Note the irony.  Today I am not going to write about creative ways to conceive and perpetuate the issues in my life.  It makes sense our problems tend to be around us without any help from the internal process… but the question I must pose is how many of them are actually something NOT of our own making and, conversely, (and perhaps without even knowing,) how many have I constructed in my head?

Perhaps to the “normal” mind (what exactly is that?) this sort of thinking is out of step and a bit hard to comprehend.  For those of us who entertain an ‘ism’ it is not without merit or reach to speak to the manner of thinking that provides an additional inner dialogue touching on shades of resentment, envy, self-righteous ego, fear and a dollop of paranoia.

Now I have gone and made myself sound a bit off the deep end, haven’t I.  Truth be told there are some who will read this particular entry and understand completely what it is I refer to.  Others, undoubtedly, will wonder if I shouldn’t somehow be medicated.  Personally, I would disagree regarding myself, (but for those who might actually benefit I choose not to hold an opinion on the topic.)

(Dataset entries)
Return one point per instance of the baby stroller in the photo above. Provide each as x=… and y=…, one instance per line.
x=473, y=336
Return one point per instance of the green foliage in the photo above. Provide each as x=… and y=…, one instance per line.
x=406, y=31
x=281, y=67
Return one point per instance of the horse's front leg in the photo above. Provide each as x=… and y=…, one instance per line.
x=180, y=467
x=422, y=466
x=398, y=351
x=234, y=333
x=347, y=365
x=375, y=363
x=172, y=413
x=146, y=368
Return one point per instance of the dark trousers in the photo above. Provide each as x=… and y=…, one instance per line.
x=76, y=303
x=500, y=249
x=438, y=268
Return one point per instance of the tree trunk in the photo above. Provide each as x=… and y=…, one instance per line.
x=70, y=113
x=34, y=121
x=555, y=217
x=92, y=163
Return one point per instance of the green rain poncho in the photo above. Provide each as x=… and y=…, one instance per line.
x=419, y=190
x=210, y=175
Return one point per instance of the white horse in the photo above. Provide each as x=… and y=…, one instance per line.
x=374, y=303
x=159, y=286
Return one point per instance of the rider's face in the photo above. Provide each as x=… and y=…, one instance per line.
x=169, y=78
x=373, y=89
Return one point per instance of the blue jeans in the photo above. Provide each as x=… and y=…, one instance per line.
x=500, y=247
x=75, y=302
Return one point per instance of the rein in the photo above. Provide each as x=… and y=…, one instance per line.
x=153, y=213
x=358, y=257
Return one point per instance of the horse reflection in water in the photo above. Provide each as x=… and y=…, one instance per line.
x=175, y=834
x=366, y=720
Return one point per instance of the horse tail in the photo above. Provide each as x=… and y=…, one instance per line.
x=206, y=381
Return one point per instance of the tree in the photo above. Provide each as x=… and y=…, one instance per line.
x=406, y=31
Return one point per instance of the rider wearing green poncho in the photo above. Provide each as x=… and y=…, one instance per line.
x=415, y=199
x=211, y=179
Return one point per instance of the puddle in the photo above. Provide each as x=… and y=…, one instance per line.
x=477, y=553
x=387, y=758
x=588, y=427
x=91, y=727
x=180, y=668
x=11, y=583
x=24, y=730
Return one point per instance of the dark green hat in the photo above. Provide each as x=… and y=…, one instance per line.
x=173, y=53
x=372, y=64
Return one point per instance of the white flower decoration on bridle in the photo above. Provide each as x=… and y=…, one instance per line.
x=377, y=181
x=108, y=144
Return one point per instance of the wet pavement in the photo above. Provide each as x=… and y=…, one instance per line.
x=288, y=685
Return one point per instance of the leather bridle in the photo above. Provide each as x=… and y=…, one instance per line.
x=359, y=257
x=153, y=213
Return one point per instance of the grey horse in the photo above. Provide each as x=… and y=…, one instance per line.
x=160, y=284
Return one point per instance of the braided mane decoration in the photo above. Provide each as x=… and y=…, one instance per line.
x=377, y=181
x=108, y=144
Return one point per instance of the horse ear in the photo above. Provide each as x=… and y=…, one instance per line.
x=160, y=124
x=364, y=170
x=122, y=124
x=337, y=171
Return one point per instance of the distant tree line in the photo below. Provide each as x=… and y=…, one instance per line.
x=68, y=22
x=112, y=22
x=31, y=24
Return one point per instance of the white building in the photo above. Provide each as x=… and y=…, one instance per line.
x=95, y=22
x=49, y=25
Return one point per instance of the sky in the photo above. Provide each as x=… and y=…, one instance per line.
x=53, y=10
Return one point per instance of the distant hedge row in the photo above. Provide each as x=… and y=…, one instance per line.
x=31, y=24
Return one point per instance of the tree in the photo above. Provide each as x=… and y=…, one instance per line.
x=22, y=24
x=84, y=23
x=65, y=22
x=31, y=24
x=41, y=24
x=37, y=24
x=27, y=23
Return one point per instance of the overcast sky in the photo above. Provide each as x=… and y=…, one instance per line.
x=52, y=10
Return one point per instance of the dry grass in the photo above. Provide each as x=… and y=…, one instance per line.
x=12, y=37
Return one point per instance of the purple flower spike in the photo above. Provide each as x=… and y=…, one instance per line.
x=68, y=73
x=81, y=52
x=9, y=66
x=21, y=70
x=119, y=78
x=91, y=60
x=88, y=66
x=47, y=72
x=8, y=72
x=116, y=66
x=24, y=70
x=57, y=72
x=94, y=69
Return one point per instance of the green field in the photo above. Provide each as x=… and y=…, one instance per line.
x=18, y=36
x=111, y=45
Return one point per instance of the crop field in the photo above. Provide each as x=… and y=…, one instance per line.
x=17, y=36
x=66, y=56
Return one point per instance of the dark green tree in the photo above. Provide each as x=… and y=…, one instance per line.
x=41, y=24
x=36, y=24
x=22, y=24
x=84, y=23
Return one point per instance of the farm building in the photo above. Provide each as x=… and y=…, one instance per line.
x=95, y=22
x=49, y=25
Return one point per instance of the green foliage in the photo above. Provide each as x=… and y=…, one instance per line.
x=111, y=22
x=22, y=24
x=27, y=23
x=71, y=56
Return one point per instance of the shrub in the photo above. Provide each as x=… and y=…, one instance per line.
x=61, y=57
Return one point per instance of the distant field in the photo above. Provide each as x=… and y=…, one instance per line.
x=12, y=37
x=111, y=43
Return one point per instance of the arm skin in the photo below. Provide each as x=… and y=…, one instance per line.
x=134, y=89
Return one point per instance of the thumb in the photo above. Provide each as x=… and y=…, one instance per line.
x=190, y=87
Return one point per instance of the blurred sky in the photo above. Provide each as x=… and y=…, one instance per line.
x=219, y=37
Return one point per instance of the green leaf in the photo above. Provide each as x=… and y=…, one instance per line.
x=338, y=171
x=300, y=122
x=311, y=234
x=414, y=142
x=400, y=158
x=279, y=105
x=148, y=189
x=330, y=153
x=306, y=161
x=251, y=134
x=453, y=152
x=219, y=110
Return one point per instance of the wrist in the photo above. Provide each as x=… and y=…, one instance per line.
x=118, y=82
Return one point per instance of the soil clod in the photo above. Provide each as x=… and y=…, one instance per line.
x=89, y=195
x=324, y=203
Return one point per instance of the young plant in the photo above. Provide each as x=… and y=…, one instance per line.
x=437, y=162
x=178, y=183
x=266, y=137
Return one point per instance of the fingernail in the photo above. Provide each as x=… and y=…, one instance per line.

** Tasks to carry out **
• a. Can you transcribe the passage about self-made problems from "Perhaps to the" to "on the topic.)"?
• b. How would the passage about self-made problems go on after its last sentence? Write the continuation.
These entries are separate material with no connection to the text above them.

** Written responses **
• a.
Perhaps to the “normal” mind (what exactly is that?) this sort of thinking is out of step and a bit hard to comprehend.  For those of us who entertain an ‘ism’ it is not without merit or reach to speak to the manner of thinking that provides an additional inner dialogue touching on shades of resentment, envy, self-righteous ego, fear and a dollop of paranoia.

Now I have gone and made myself sound a bit off the deep end, haven’t I.  Truth be told there are some who will read this particular entry and understand completely what it is I refer to.  Others, undoubtedly, will wonder if I shouldn’t somehow be medicated.  Personally, I would disagree regarding myself, (but for those who might actually benefit I choose not to hold an opinion on the topic.)

• b.
What I do know is I have an extra conversation in my head pretty much at all times.  It is an active sense of self-preservation, dis-comfort, fear of losing something or not getting something else.  It is, in common terms, an easier way to describe or define my dis-ease.  It was this dis-ease (and I spell it as I do for a reason) which brought me to my knees many years ago.  It was this dis-ease that originally showed me my answers and solutions were in dangerous places doing dangerous things.  The core of my dis-ease may not have changed very much at its root over the years, but the solutions have altered and provided me with ways to look at myself and my behavior, thinking and LIFE in healthier, more productive and very positive ways.

It is no longer about the problem for me, it must always be about the solution.

What problem do I speak to specifically (today?)  My thinking.

Without the tools and answers I have been taught and learn over and over again within my program for living I am left with the sort of thinking which drove me to the wrong solutions in the past.  With the tools I live in a peaceful and spiritual surrounding even IF there are moments where I must take my “medication” (which for me is in the form of steps, service, communication, deep breathes and contrary actions.)

The world around me is busy.  It is a hectic mix of messages; social, world or work politics; bad news; change; expectations; traffic; financial demands; work & life challenges and swiftly moving calendars.  Granted, along with life on life’s terms comes the beauty of the world around me (one needs only to really look) including unconditional love, rest & relaxation, creativity, travel, commitments, and success (any way it looks to you.)  It is easy to be hard on yourself in the former list of descriptions and just as difficult to forget the gratitude that must always be attached to the latter.  The tricks are in balancing and, as I always write, acceptance and patience regarding the person you are or have become, the way you breathe and handle each and every thing offered and the ability to grow, learn, keep an open mind and understand ones own intentions.

Intentions can (should?) make all the difference in how we think.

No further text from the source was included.